Problem requirements: Rewrite the records starting at the line that contains "Target: dark water area" and ending with the last line of the records, both ends included. Keep the requests as they are, shift every marker coordinate in the answers by -55, and leave out the pictures.

Supplied information:
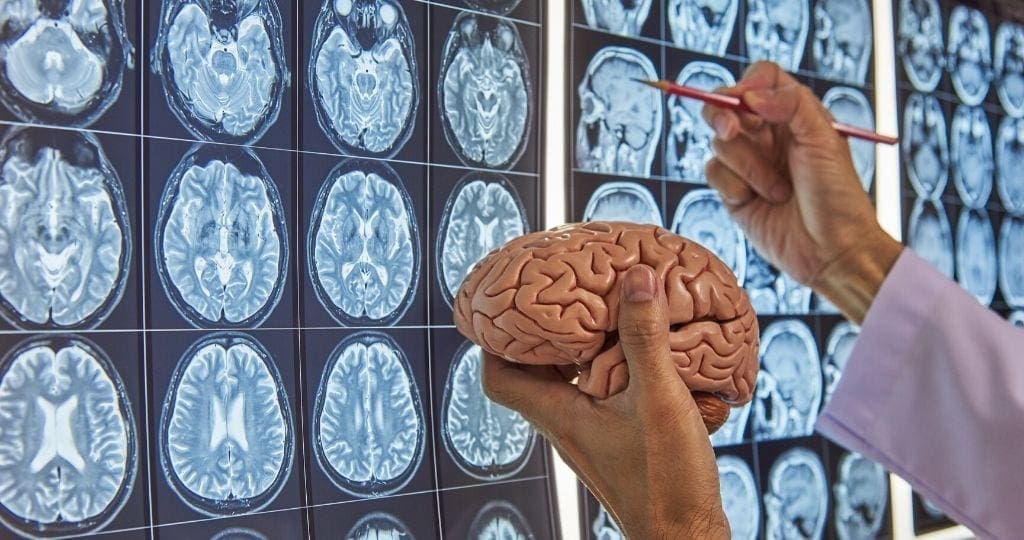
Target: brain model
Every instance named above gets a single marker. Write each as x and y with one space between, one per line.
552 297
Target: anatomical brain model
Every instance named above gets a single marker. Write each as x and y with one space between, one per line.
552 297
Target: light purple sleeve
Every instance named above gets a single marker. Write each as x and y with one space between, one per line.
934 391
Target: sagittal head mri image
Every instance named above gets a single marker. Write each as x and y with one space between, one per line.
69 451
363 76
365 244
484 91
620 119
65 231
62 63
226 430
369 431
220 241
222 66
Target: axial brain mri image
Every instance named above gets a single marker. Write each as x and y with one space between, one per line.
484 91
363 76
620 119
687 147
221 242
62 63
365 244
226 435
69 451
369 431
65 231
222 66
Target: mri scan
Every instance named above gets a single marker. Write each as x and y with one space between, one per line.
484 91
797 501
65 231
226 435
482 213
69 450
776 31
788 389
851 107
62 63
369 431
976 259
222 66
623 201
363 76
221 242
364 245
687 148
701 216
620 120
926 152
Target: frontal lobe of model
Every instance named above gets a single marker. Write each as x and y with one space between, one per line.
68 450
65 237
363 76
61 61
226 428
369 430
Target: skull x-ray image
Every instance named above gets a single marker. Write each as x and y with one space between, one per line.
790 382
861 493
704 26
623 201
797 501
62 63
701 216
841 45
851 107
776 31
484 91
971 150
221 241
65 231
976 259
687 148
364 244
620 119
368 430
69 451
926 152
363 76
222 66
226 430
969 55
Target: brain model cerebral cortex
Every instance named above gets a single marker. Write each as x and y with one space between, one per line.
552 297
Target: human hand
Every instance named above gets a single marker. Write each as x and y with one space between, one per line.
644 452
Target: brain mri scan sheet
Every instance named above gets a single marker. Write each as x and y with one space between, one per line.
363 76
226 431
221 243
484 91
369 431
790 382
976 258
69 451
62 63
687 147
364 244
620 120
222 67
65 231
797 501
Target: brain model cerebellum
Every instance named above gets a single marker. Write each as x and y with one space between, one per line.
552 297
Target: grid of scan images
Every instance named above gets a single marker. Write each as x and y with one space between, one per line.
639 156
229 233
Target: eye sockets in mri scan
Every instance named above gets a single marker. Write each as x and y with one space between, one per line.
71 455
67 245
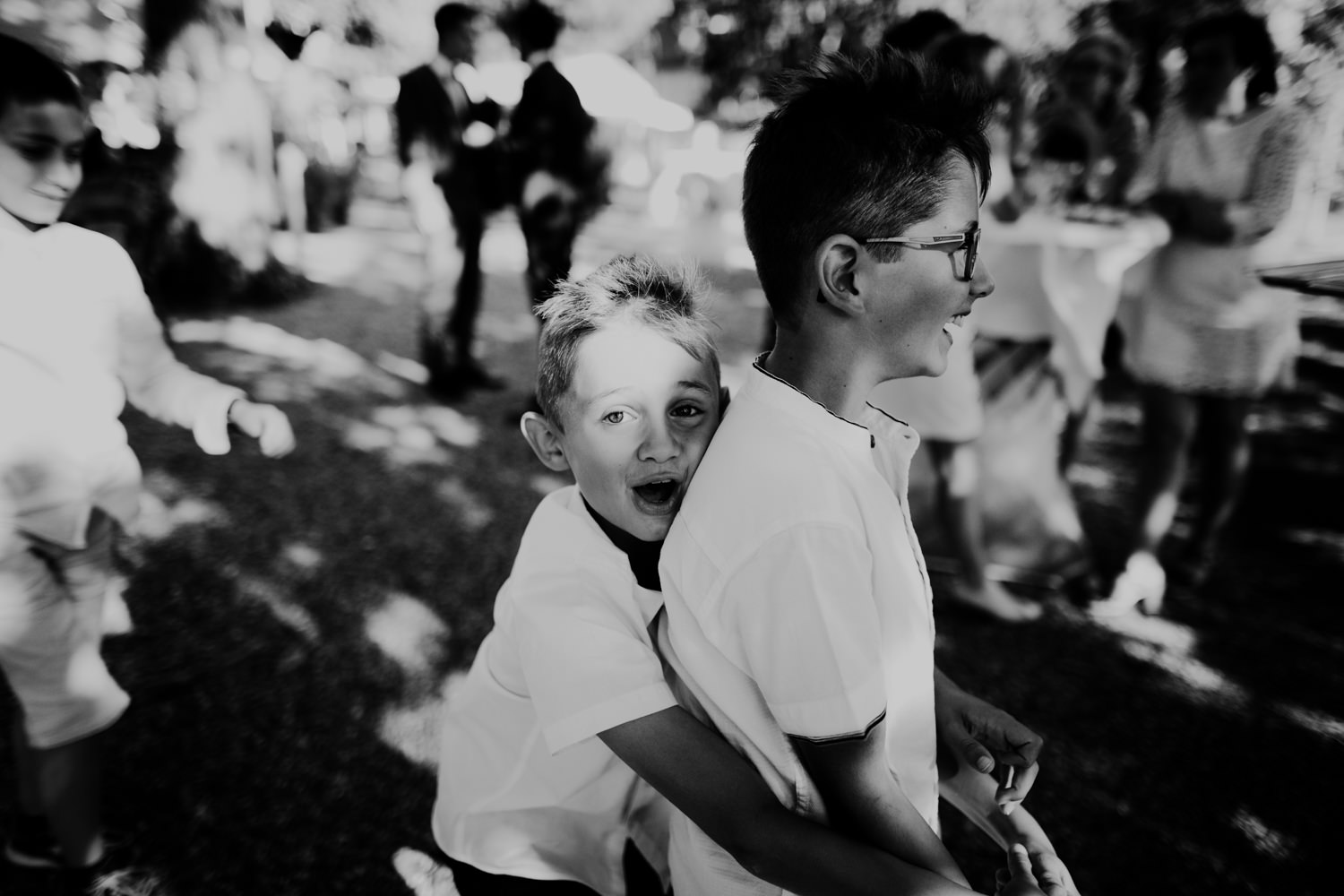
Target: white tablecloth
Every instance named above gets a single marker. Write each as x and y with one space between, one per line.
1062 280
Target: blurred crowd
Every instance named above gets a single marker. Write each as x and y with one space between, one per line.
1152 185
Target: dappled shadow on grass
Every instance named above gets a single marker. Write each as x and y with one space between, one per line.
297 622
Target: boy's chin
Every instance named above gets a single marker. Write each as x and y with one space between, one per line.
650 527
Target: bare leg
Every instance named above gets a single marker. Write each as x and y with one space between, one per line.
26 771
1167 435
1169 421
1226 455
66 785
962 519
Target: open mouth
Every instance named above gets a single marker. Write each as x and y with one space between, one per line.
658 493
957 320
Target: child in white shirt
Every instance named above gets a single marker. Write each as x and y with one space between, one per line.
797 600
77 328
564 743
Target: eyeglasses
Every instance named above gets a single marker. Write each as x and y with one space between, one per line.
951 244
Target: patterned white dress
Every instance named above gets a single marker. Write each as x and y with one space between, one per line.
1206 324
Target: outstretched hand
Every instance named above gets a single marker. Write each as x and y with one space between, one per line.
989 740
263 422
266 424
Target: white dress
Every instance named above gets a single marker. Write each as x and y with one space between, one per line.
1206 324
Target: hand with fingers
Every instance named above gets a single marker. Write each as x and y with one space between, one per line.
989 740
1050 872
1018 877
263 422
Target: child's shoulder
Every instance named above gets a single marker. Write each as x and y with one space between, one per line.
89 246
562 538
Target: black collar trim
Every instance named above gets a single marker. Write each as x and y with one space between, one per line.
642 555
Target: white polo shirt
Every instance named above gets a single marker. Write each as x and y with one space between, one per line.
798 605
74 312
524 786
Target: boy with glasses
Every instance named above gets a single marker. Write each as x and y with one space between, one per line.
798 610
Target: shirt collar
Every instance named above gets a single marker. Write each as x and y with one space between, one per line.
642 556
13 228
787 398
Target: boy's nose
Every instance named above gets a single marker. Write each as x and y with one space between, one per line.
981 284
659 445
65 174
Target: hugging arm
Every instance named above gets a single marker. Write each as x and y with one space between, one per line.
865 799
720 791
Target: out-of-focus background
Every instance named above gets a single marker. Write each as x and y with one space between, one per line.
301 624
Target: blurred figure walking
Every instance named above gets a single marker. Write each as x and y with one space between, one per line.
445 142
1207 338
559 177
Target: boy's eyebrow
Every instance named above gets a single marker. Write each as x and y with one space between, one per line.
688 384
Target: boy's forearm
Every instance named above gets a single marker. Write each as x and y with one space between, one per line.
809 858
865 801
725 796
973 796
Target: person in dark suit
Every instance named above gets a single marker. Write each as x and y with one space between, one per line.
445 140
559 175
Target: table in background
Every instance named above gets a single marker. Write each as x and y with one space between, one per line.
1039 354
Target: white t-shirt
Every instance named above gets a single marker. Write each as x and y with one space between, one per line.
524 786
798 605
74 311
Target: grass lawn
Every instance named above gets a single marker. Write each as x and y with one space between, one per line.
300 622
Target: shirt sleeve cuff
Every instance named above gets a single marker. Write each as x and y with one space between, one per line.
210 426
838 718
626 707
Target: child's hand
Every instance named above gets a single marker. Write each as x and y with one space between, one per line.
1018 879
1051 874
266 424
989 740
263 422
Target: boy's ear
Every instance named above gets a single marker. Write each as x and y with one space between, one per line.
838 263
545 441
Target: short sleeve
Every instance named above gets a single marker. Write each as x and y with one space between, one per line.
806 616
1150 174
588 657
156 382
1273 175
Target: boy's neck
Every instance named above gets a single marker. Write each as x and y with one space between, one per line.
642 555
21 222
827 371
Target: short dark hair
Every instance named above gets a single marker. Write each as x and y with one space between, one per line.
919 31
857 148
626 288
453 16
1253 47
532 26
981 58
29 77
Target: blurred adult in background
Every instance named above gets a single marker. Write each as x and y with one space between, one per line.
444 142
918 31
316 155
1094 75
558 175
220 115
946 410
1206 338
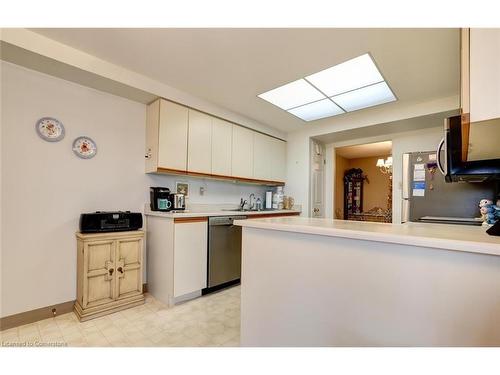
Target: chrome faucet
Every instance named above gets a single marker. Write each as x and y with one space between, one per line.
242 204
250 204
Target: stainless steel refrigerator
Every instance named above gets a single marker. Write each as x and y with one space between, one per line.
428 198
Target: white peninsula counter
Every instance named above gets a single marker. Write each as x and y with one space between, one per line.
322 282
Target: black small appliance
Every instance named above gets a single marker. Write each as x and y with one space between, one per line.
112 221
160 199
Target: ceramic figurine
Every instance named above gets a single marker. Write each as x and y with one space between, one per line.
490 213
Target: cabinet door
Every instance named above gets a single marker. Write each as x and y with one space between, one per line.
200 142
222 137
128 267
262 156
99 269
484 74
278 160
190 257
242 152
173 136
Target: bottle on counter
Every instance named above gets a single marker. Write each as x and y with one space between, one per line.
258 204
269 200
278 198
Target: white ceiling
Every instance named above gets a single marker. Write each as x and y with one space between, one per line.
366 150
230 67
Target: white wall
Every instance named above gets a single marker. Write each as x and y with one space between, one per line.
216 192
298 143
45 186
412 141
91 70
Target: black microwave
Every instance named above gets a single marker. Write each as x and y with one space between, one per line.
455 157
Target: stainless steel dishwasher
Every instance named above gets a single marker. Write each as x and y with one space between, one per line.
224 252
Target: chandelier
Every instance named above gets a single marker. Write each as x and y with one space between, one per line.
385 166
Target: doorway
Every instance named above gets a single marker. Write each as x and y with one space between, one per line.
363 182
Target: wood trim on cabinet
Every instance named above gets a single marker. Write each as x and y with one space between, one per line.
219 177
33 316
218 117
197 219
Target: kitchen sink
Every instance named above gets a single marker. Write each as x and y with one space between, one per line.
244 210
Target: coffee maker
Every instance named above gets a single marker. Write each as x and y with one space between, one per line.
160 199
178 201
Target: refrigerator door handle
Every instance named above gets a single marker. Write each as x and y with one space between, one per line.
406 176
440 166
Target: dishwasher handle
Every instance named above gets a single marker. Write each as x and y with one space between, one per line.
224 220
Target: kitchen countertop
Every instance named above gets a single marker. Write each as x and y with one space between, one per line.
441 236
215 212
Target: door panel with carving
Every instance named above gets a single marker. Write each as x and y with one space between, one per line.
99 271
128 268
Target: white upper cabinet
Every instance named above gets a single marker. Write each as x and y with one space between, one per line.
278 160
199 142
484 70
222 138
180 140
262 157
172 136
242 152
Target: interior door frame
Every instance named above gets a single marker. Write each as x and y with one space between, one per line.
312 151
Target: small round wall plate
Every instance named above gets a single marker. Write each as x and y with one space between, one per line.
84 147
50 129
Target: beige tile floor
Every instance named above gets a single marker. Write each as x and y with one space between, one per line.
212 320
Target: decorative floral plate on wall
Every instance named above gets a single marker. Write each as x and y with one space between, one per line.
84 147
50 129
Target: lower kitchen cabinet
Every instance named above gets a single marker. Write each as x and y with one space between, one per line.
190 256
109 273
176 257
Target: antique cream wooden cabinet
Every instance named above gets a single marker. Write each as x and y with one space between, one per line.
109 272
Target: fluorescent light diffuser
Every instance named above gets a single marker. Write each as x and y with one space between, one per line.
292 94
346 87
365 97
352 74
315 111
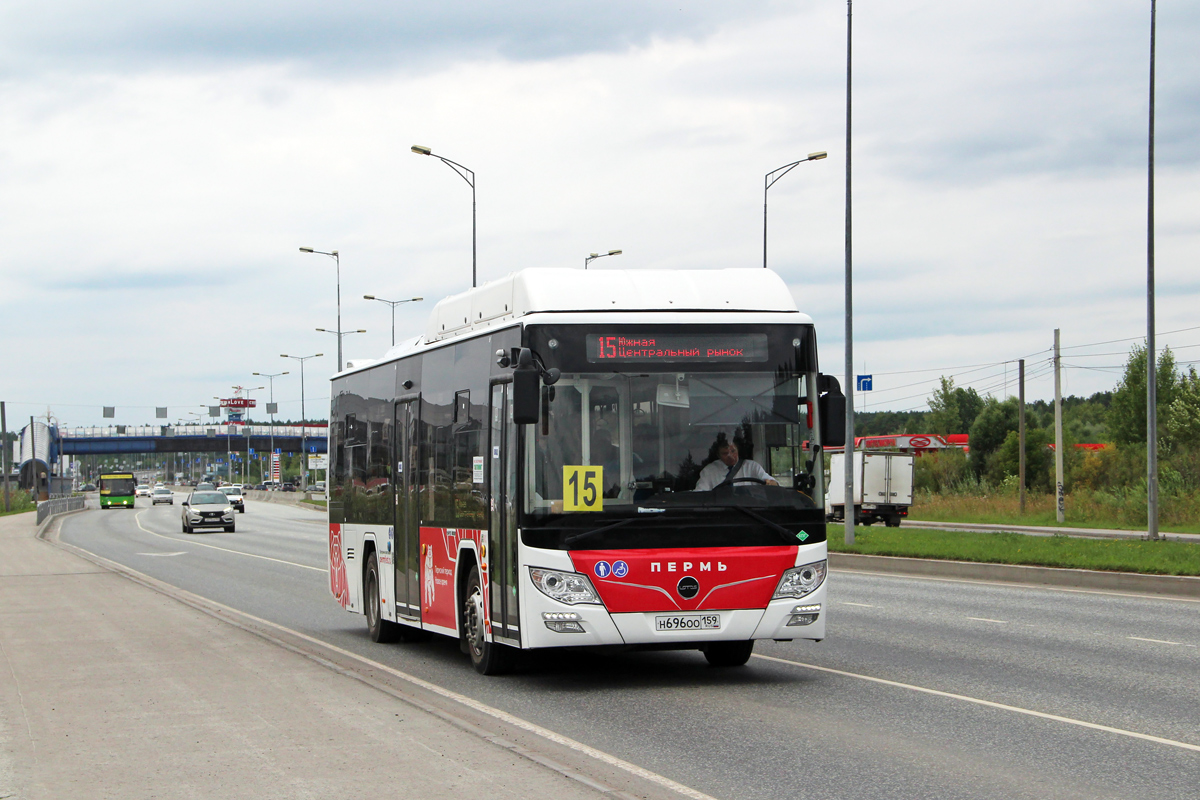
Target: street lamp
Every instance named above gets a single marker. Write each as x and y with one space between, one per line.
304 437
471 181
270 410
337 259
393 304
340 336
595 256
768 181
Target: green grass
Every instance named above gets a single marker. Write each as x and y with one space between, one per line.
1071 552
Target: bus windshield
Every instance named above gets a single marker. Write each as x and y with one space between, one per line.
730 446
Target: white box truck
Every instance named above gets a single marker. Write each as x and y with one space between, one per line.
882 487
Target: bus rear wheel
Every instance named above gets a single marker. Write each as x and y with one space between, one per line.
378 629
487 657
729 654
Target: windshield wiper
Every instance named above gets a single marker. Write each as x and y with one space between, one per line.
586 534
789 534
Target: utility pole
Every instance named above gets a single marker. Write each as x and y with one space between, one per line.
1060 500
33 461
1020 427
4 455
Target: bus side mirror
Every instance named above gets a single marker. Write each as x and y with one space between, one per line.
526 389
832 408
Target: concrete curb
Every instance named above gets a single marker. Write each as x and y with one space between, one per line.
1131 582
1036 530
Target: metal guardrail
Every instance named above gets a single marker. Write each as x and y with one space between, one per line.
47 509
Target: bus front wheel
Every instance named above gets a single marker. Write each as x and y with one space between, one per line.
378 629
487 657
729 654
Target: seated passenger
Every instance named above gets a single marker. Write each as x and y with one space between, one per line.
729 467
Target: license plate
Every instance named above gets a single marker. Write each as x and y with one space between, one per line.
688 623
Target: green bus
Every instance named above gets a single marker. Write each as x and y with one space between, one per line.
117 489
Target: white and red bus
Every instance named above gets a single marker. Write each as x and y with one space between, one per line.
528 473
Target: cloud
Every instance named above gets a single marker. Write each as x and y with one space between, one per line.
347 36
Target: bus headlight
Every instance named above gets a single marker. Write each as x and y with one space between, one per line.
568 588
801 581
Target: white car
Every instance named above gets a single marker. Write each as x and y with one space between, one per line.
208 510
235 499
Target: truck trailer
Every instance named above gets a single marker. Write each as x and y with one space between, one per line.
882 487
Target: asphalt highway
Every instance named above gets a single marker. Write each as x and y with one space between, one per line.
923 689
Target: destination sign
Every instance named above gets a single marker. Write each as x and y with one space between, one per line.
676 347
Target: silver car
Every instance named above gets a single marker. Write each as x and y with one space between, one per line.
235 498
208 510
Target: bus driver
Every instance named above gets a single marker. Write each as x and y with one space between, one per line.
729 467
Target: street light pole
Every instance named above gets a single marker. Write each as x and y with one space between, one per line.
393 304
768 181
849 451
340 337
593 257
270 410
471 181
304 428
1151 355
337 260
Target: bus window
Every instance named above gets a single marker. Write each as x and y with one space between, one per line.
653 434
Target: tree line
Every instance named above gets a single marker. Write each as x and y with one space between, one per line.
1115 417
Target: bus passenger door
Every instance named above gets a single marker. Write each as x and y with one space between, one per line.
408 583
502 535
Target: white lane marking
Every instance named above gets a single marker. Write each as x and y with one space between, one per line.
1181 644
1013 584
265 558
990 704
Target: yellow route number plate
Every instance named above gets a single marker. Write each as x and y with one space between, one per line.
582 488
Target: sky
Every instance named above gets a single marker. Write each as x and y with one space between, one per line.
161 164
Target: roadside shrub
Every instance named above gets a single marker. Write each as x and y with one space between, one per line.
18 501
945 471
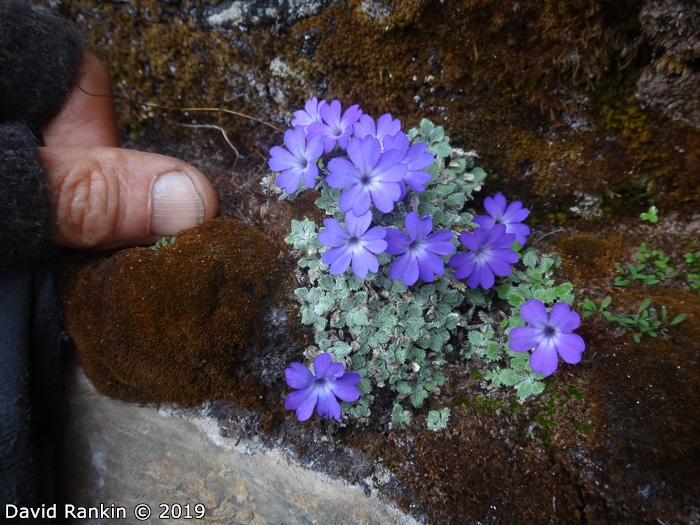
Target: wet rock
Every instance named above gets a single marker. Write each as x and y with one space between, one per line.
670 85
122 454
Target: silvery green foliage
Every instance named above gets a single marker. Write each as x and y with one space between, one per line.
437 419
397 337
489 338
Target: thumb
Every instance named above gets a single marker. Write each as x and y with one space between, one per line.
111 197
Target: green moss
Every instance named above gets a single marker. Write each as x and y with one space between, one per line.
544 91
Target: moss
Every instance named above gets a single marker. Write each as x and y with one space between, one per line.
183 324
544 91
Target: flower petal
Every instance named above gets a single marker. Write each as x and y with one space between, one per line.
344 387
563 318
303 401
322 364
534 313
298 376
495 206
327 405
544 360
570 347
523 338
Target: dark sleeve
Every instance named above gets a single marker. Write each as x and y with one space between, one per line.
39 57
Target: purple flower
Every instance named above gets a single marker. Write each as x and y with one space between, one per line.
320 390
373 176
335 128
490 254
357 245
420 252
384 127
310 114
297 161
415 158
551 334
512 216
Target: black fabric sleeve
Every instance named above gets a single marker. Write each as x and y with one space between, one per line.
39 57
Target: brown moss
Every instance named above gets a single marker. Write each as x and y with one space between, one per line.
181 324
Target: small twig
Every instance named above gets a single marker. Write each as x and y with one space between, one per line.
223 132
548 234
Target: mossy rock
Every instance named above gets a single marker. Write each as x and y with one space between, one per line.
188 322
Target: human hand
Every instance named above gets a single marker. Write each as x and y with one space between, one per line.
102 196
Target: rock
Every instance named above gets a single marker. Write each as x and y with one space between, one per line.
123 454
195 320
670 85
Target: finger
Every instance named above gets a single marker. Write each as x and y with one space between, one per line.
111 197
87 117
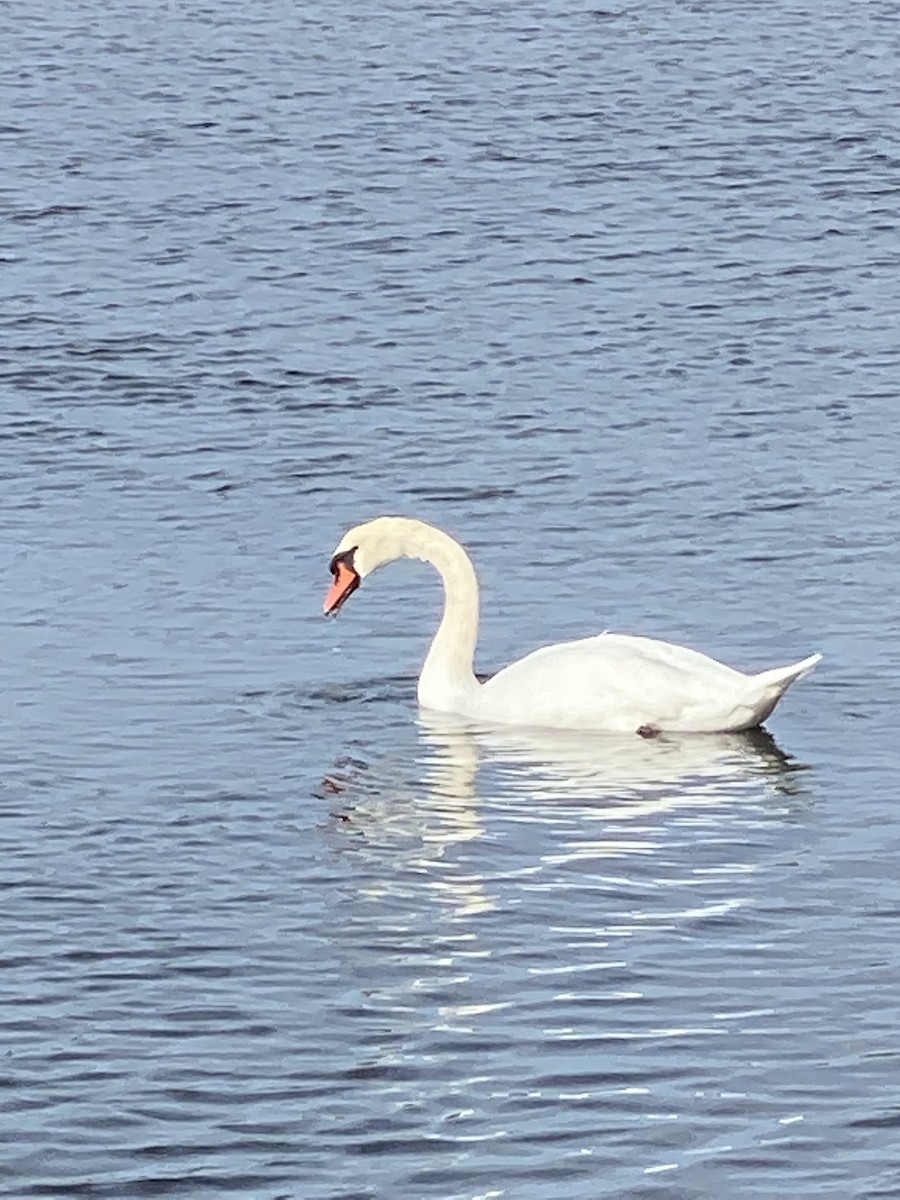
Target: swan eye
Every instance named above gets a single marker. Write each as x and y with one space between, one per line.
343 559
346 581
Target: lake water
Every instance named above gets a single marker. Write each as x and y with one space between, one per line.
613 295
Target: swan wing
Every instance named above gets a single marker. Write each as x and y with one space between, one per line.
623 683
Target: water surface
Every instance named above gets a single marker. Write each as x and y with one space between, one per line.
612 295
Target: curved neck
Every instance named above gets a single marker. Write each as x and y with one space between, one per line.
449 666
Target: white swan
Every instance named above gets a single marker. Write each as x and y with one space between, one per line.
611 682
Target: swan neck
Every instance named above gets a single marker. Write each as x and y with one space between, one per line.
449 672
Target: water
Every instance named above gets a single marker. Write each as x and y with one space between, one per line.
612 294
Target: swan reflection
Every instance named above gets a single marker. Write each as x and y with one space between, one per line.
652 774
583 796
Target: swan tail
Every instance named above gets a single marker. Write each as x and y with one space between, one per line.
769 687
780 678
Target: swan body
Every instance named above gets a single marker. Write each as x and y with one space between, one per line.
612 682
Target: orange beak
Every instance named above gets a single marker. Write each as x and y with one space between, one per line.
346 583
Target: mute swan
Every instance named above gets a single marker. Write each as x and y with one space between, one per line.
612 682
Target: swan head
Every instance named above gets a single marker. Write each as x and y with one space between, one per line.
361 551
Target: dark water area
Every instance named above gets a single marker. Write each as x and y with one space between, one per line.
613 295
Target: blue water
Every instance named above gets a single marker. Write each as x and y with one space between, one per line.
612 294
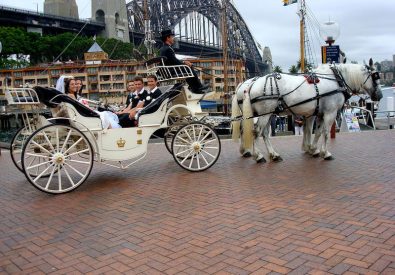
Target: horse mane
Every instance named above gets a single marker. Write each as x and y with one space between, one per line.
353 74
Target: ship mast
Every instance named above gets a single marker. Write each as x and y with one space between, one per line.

Output for this exercise:
Target: dark water area
Every instance named above gets a single marker. Write each as x and y with one space between, one per line.
558 240
Target: blue water
Every instance named above gets a single marker. Write each as x and y with one space between, one per line.
557 239
Target: horse mane
Every instance named above gets a single marker. Write each as x and y with one space between, one per line.
298 19
Target: ship mast
Every instance named above gets a single marker. Write each as x and y with one space between, one per line.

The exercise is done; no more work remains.